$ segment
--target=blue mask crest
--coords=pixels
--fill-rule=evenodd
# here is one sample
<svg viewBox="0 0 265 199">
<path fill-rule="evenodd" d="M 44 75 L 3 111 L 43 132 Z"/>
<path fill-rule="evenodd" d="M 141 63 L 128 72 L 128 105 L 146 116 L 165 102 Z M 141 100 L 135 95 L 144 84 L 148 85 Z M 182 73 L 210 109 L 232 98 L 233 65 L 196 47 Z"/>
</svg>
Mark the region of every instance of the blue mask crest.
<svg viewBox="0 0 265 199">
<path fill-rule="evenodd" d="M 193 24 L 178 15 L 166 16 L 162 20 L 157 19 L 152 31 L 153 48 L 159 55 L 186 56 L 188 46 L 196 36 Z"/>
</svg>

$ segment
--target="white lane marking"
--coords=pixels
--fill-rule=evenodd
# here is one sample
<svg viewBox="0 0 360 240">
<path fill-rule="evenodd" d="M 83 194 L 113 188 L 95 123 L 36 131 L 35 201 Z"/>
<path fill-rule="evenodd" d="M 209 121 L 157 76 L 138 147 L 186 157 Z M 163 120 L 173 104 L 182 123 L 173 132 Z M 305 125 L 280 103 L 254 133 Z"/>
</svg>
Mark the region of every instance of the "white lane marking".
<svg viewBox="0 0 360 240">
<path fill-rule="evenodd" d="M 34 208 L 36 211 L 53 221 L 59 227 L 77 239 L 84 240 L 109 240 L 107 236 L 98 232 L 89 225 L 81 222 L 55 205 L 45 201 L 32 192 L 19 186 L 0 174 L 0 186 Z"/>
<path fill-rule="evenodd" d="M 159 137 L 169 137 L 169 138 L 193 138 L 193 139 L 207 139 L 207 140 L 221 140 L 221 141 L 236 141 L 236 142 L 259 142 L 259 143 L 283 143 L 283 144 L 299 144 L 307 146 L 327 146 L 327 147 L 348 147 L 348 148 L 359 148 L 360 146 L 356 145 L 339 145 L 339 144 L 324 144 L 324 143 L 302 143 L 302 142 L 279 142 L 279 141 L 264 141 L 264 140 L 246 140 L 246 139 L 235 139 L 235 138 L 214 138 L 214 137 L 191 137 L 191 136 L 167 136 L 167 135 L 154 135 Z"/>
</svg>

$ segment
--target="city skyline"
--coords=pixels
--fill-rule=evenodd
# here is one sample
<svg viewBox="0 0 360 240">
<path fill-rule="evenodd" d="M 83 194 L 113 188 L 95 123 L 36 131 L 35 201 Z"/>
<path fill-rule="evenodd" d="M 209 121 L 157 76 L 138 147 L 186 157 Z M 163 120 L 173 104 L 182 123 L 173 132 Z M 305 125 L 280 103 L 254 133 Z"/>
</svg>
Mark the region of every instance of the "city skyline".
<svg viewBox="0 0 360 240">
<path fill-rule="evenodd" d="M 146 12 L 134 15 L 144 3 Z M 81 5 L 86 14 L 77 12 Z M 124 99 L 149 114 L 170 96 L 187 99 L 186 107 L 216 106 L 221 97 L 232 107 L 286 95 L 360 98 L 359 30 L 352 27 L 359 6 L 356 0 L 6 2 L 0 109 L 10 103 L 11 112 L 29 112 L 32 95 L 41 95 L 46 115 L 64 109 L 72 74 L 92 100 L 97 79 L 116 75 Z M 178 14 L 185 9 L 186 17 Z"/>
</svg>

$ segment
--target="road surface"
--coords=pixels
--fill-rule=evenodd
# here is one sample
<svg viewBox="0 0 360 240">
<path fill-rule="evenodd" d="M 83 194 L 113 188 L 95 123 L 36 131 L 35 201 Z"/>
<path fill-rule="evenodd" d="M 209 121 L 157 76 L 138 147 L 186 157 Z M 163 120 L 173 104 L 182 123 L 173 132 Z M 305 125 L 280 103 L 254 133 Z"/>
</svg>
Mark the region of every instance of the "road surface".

Exercise brief: Report the number of lines in the listing that hold the string "target", and nothing else.

Answer box: 4